AIM A:
Please extract every line of the rows that contains the string "black". Case counts.

SUPPLIED TEXT:
[Start]

Early Local Variable Release: What and Why

The main entry point of this new "feature" is RSP-30050.
This entry describes the new behavior of the compiler. If you don't have access to the Quality portal, here are the highlights.

Since years, if a function returned an interface instance, then this instance would remain active until the end of the current function, and the compiler generated an eventual := nil statement at its final end;.
It is a very common way of automatic memory management in Delphi code. A lot of API return an interface instance, which would manage automatically its lifetime using proper reference counting. No need of try ... finally Free block, because the compiler will generate it for you.

The fact that the hidden local variable was only released at the function ending was used sometimes, e.g. to create "auto-free" class features, or change the mouse pointer on screen during a process.
This RSP is about a change of lifetime: now the instance is released sooner, before the final end; statement of the function.

In practice, the compiler changed its behavior when compiling the following code:

procedure Test(anObject : TObject = nil)
  if not Assigned(anObject) then
    AutoFree(anObject, TMyClass.Create);
  end; //Delphi 10.4 destroys IAutoFree here
  ... some other code
end; //Delphi 10.3 destroys IAutoFree here

The final reasoning from Embarcadero, in the RSP, is the following:

  • Q/ "should we change our code to use Delphi 10.4 or newer?"
    A/ You should change your code. We have been considering options, but we need a better definition of the lifetime of temporaries (which was undefined in the past) and that's going to be at the most local scope level – like that of an inline variable. This is what most other programming languages do and helps the compiler optimize the generated code.
  • Sync status from internal system, internal issue closed as " Works As Expected " on Jul 26, 2021 with comment: The lifetime of temporaries (which was undefined in the past) and is at the most local scope level – like that of an inline variable. This is what most other programming languages do and helps the compiler optimize the generated code.

So this is the "Delphi 11 Alexandria" way of thinking.

Pretty clear, and making sense - at least from the Embarcadero team point of view.
From the user point of view, the benefit is not so obvious. Changing perfectly working code, on a huge project, with the risk of changed behavior, random GPF, exceptions or memory leaks, just to follow "what most other programming languages do" (tm) does not convince me.
They already did it with ARC or RawByteString... and they came back to common sense, after a few years.

Of course, here the impact is much less than with ARC. But it is the very same logic. Why waste our time and money?
My point is that Embarcadero should be more customer focused.

Better Performance?

Theoretically speaking, from better local variable management comes better code.
This is perfectly true for highly optimized compilers like GCC or LLVM. They do wonders when generating code. I push you to consider viewing this great video of Matt Godbolt about "What has my compiler done for me lately?". Fun and exciting for sure.

But the Delphi compiler, even with its LLVM backend, is not at this level of integration. For a regular VCL/FMX application using a database, generated code is fast enough. They should better fix inlining issues, which sometimes induce some performance problems - just check how functions returning floats are implemented. What is possible with a full LLVM stack is not possible with a Delphi front-end, because LLVM is so complex and changing, and requires a full compiler stack from front-end to back-end to leverage its full optimizing power.

[End]

AIM B:
Write out the passage of the Delphi compiler article that begins at the words "So this is the" and stops after "more customer focused.".

PROVIDED INFORMATION:
[Start]

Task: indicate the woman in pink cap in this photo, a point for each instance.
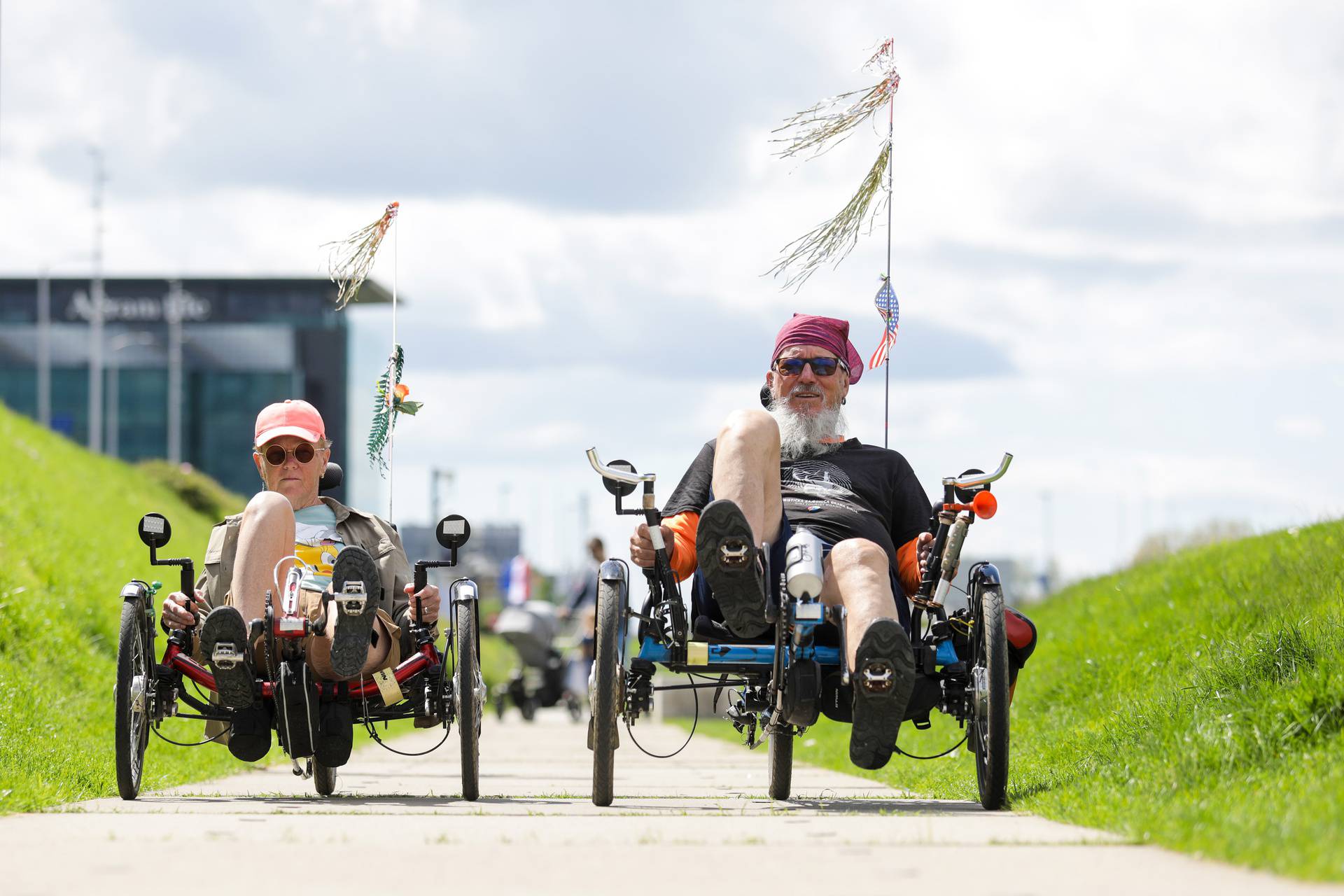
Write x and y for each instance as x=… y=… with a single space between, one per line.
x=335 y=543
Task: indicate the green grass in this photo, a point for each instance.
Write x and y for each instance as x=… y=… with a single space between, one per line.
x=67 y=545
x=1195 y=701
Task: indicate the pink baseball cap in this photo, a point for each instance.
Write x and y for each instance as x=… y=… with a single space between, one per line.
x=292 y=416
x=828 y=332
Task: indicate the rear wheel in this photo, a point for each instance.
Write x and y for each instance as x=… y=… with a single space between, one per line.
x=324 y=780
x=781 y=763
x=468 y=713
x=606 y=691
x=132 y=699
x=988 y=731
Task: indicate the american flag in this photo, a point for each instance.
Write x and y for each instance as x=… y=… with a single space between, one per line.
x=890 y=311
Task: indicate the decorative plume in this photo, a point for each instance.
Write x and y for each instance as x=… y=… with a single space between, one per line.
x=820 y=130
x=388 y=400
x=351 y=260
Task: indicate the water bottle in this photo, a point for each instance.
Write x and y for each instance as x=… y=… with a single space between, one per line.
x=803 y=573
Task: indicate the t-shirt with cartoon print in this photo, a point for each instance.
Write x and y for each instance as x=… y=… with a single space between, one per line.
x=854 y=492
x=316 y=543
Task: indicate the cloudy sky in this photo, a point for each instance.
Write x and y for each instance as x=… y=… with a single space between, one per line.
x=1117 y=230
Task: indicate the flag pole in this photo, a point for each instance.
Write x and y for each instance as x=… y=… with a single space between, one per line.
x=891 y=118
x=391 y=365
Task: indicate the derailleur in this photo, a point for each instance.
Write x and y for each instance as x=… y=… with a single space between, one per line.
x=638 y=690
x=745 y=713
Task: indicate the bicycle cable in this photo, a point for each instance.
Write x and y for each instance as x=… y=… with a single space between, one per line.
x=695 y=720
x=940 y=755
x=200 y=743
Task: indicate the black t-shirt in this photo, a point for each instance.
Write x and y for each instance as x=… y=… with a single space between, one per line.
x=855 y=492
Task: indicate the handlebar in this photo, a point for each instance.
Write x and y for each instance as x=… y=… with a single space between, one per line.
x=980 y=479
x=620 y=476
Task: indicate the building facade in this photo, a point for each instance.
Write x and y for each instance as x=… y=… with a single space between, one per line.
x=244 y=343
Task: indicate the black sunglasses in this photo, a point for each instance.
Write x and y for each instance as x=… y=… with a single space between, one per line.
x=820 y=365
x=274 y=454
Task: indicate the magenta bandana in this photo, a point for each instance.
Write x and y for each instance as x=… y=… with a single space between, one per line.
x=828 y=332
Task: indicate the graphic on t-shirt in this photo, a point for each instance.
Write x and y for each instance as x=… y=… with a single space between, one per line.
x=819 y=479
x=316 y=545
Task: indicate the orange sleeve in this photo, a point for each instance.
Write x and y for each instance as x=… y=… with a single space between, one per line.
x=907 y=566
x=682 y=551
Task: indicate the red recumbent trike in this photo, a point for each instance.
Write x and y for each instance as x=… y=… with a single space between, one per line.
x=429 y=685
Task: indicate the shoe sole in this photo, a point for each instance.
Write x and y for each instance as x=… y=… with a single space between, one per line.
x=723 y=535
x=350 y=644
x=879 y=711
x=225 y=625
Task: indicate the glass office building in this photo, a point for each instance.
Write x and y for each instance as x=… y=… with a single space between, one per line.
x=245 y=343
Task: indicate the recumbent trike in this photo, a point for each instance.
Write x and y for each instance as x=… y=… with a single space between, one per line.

[End]

CORRECT OUTPUT A:
Task: indicate the black t-shirt in this photo, a point for each instance.
Task: indicate the black sunglasses in this photo, a point for each instance.

CORRECT OUTPUT B:
So this is the "Delphi 11 Alexandria" way of thinking.

Pretty clear, and making sense - at least from the Embarcadero team point of view.
From the user point of view, the benefit is not so obvious. Changing perfectly working code, on a huge project, with the risk of changed behavior, random GPF, exceptions or memory leaks, just to follow "what most other programming languages do" (tm) does not convince me.
They already did it with ARC or RawByteString... and they came back to common sense, after a few years.

Of course, here the impact is much less than with ARC. But it is the very same logic. Why waste our time and money?
My point is that Embarcadero should be more customer focused.